:: EXERCISE DESCRIPTION ::
Reproduce verbatim every line from the one containing "of the 'gift" down to the end of the items.

:: DATA FOR THE TASK ::

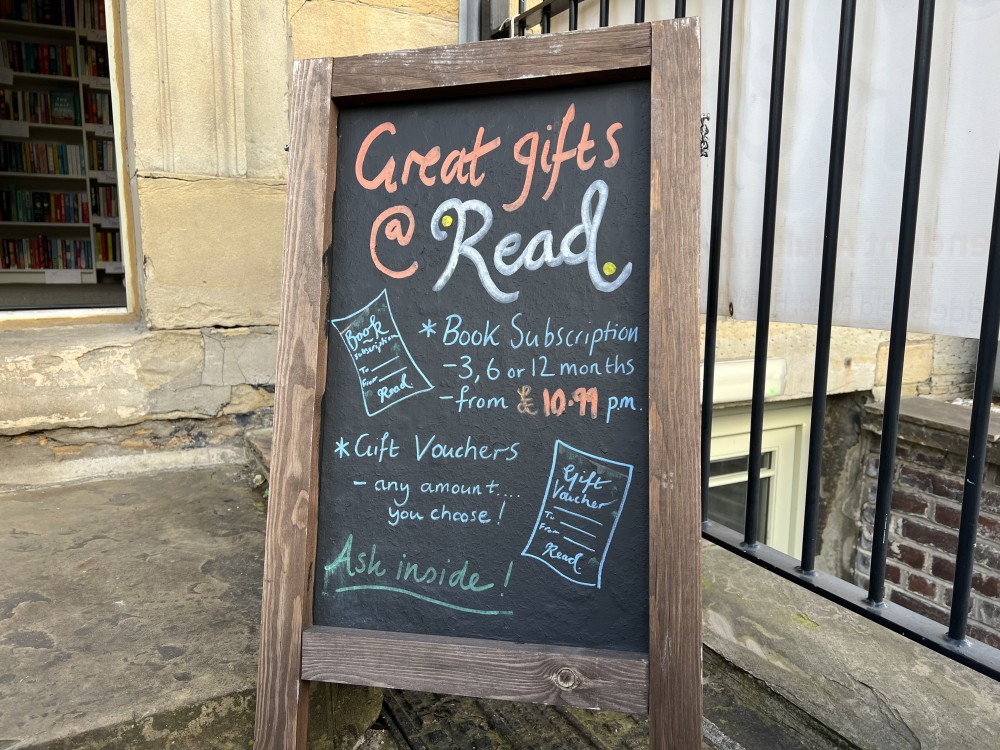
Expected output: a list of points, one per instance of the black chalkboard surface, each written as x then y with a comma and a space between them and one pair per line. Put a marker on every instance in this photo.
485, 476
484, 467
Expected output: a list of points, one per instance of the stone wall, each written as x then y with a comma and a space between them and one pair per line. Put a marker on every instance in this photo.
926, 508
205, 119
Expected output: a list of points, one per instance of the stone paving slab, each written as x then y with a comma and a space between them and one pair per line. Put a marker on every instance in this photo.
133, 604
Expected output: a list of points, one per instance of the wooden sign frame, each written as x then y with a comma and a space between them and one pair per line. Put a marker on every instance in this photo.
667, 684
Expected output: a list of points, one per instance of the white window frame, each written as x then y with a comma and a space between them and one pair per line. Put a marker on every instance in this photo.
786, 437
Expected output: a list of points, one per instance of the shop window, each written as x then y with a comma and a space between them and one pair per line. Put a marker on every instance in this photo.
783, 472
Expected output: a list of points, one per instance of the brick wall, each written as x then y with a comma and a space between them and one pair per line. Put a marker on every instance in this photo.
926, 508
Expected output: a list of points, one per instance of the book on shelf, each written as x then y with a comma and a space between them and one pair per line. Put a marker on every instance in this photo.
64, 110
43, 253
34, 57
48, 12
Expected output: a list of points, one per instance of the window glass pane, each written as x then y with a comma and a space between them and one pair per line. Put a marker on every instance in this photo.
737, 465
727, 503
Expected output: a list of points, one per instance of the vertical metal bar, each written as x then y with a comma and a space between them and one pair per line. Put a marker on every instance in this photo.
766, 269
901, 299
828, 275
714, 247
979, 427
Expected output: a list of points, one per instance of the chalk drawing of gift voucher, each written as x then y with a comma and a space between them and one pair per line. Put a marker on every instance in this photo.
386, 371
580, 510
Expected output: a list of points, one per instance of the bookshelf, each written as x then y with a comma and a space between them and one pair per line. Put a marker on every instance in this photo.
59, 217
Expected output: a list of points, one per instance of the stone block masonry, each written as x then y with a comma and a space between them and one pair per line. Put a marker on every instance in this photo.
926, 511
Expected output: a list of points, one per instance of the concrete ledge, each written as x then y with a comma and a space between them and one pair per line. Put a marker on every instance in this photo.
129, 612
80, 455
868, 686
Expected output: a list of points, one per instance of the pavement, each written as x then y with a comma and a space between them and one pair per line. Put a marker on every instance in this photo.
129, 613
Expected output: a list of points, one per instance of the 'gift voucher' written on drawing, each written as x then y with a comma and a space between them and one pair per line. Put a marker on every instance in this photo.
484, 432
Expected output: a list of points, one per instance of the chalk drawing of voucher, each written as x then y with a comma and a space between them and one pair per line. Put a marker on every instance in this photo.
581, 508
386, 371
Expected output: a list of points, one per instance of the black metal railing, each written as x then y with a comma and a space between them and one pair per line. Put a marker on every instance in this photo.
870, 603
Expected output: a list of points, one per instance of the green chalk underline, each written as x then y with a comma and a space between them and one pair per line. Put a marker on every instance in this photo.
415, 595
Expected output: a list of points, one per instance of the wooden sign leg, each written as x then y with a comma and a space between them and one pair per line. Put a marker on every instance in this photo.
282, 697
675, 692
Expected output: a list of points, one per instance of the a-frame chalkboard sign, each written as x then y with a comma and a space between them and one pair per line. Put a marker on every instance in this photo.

:: WRITTEN ANSWER ::
Expected output: a list of points, one per instance of the 'gift voucher' written on drawing, each written as x then y with a comma and a space between them and one pair per line. Put a marker on every instance in this photo.
484, 432
Expected output: a list of points, one per instance of the chalk drawing of voucher, each written as x then y with a comma and a space between them and one pair per line. Put a marker on every instance in this photo.
581, 508
386, 371
Expected output: a list of points, one per instance of the black metal railing, each written as x then y with a comma and a space between them and one pair per line. Put a marker on every instance in this photo.
870, 603
Expected output: a list of points, one per instance of the green chalk underline, each written as x then y with a comma and a space between them and one pair per line. Put a marker on every instance in this photo.
415, 595
Expected output: a list of points, one per instance of the wooden sign leg, each written as x then y with a comma and a space between them and one pair per line. Put a marker on every instance in this photo.
282, 697
675, 692
Expected output: a list of points, one per instance of the a-frame chalkboard sign, each written as x then y with a comma and a space between them and one pair per line. Put a marker on every instance in this photo.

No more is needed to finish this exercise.